■ Elenco attività:
(a) Nel testo sulla ripresa della scuola, riduci a un elenco puntato il paragrafo che comincia con «Solo l’altro ieri», conservando i fatti principali.
(b) Continua il testo sulla ripresa della scuola partendo subito dopo la sua ultima frase.

■ Sezione documento:
- - - -

Il ministero sembra in netto ritardo su tutti i fronti, dalla valutazione della didattica a distanza ai fondi straordinari per l’acquisto di strumenti digitali, da cui sono stati esclusi gli allievi delle paritarie, secondo il solito leitmotiv che i benefici spettino solo agli studenti della scuola statale.
Solo l’altro ieri il ministro Azzolina ha insediato la commissione di 18 esperti che devono formulare proposte sulla ripresa. Prima che inizi a funzionare passeranno altre settimane, ma la scuola italiana, statale e paritaria, ha bisogno sin da oggi delle indicazioni operative per permettere gli adeguati standard di sicurezza, ovviamente attuate in sincronia con altri settori, come quello dei trasporti e delle aziende pubbliche della mobilità urbana. Non può sorgere dal nulla una proposta che permetta la diversificazione degli orari di entrata e di uscita per evitare sia le concentrazioni di persone, che gli orari di punta.

- - - -

■ Estratto dati:

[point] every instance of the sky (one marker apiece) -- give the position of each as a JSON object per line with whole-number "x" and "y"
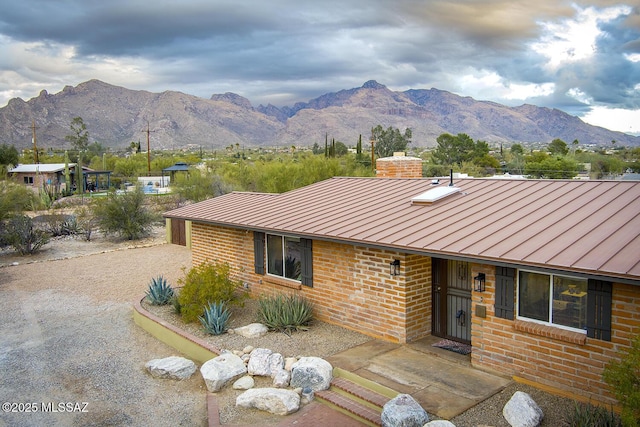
{"x": 582, "y": 57}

- - - -

■ Risultati esercizio:
(a)
- Solo l’altro ieri il ministro Azzolina ha insediato una commissione di 18 esperti che devono formulare proposte sulla ripresa.
- Prima che la commissione inizi a funzionare passeranno altre settimane.
- La scuola italiana, statale e paritaria, ha bisogno già da oggi di indicazioni operative sugli standard di sicurezza, da attuare in sincronia con altri settori come i trasporti e le aziende pubbliche della mobilità urbana.
- Una proposta che diversifichi gli orari di entrata e di uscita, per evitare concentrazioni di persone e orari di punta, non può sorgere dal nulla.

(b)
Un altro ritardo macroscopico riguarda i protocolli di sanificazione, le procedure di smistamento degli alunni in spazi più ampi e le relazioni di vicinanza nel settore 0-6 anni. Insomma, per costruire una scuola più sicura, ma che sarà meno organica e più destrutturata, sembrano necessari livelli di approfondimento teorico e tecnico che tengano conto non della norma prodotta per tutti e attuata in modo sistematico, ma di un’elaborazione che punti maggiormente sulla versatilità.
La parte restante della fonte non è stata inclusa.